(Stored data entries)

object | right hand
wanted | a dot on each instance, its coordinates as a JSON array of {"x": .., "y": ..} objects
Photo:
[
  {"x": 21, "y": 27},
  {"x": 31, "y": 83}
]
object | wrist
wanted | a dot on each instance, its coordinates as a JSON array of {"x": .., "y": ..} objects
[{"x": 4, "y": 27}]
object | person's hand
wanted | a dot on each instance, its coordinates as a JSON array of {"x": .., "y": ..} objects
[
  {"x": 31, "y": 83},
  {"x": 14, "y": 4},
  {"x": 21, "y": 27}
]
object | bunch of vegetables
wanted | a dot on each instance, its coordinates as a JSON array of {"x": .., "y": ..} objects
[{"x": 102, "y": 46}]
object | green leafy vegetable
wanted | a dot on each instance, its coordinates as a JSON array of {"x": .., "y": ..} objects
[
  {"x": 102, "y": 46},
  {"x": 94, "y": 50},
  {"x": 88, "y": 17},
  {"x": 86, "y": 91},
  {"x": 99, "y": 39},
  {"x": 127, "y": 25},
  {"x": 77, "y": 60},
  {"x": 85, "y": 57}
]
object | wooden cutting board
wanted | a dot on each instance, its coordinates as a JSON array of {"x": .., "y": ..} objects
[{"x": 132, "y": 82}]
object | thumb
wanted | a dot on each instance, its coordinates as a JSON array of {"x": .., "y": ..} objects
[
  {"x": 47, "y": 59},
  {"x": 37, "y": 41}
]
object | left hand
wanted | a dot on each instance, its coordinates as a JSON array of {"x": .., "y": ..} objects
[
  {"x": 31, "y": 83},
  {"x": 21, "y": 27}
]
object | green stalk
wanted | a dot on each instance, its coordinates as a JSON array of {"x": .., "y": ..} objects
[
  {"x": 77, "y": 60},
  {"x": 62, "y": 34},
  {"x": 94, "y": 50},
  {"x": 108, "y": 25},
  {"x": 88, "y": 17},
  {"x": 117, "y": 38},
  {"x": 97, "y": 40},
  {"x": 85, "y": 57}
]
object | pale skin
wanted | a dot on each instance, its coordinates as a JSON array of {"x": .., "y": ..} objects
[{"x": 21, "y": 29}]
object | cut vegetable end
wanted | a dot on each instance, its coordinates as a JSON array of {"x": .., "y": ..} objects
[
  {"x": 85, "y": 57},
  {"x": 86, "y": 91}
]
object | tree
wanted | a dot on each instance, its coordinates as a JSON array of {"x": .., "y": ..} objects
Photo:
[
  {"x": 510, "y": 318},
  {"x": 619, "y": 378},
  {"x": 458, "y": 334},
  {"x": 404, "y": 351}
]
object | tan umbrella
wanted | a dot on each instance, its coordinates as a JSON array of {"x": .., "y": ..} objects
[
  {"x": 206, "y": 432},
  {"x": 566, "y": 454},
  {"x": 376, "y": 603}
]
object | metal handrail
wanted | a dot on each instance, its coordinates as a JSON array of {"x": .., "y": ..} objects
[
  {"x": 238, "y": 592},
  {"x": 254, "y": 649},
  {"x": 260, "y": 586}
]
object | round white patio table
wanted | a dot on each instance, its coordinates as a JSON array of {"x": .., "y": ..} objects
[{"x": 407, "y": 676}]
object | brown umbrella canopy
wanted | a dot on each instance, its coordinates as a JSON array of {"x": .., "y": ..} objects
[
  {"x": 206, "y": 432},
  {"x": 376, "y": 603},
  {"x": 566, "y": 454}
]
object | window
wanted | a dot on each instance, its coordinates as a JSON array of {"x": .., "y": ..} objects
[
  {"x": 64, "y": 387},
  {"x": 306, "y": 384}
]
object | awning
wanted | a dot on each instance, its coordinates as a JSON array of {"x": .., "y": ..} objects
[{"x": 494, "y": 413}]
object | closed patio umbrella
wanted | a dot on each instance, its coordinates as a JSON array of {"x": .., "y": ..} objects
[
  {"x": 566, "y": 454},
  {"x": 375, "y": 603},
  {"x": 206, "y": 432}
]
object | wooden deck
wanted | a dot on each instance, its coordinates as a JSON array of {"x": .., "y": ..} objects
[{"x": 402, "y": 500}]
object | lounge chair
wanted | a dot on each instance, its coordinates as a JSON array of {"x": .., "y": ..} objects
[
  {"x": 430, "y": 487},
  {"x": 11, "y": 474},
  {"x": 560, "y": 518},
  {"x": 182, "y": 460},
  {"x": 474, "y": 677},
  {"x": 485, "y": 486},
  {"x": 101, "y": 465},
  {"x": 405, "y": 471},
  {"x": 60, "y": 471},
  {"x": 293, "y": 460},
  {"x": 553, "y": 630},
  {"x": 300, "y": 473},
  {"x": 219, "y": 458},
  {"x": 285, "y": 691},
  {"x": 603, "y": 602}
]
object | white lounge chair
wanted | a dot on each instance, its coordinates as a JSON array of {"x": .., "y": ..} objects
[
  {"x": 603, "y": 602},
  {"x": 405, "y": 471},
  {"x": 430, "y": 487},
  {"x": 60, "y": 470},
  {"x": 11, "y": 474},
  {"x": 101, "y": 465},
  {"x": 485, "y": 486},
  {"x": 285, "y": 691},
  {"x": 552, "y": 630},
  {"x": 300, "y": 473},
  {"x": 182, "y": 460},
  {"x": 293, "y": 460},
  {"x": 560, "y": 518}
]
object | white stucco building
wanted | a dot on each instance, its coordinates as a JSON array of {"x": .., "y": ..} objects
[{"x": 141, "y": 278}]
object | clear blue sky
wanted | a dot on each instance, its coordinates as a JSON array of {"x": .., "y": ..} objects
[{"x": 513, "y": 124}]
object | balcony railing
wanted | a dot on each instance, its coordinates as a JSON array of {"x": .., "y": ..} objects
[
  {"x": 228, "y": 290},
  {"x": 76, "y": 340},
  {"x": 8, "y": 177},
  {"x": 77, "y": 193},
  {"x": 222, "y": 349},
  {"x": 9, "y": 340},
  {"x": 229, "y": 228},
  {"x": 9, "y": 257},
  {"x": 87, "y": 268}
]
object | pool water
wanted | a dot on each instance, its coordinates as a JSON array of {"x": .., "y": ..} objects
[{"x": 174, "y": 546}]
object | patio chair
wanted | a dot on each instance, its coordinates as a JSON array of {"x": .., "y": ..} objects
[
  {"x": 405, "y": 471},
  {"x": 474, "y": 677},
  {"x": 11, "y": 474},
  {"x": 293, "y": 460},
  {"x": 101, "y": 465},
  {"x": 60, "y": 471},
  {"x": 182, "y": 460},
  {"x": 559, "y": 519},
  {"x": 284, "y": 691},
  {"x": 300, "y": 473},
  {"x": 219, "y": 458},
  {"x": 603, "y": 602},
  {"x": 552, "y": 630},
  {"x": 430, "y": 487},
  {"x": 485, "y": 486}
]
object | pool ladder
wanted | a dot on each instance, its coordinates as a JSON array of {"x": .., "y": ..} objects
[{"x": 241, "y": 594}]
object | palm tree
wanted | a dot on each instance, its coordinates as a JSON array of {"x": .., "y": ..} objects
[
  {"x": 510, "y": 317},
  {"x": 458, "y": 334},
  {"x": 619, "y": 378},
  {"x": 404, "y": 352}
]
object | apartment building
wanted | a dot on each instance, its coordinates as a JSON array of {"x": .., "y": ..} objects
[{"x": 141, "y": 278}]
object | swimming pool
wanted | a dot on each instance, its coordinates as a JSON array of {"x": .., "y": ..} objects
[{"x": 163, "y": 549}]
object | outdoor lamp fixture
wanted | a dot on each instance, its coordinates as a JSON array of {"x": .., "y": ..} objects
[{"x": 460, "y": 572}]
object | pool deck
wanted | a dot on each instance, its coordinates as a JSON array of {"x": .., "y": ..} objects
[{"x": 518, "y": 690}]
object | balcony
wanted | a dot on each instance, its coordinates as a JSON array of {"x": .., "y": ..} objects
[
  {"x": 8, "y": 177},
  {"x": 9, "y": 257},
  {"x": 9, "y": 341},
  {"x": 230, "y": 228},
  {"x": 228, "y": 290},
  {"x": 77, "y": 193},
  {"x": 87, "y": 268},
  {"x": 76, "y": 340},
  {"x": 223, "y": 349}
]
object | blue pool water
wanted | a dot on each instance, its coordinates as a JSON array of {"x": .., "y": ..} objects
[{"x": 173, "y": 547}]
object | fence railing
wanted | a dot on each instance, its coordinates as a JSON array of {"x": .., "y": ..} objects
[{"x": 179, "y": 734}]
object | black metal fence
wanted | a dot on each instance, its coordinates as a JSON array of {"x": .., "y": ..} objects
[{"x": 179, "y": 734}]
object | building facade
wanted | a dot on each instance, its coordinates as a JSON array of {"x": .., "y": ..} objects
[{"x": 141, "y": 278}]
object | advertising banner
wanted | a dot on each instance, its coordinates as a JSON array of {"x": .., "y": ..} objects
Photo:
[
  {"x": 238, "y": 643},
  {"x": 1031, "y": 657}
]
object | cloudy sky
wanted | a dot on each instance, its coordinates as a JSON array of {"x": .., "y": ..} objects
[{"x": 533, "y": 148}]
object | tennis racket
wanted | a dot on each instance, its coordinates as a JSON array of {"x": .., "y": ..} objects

Task directions: Print the records above verbatim from their first line to the line containing "object | green leafy vegetable", both included, and stop there.

Answer to the exercise:
object | right hand
wanted | a dot on each instance, its coordinates as a JSON array of {"x": .., "y": ..} objects
Photo:
[
  {"x": 21, "y": 27},
  {"x": 31, "y": 83}
]
object | wrist
wanted | a dot on each instance, its coordinates as a JSON array of {"x": .., "y": ..} objects
[{"x": 4, "y": 27}]
object | person's hand
wanted | a dot on each instance, its coordinates as a JSON array of {"x": .., "y": ..} objects
[
  {"x": 31, "y": 83},
  {"x": 14, "y": 4},
  {"x": 21, "y": 27}
]
object | bunch of vegetables
wanted | a dot on each instance, its coordinates as a JSON array of {"x": .., "y": ..} objects
[{"x": 102, "y": 46}]
object | green leafy vegetable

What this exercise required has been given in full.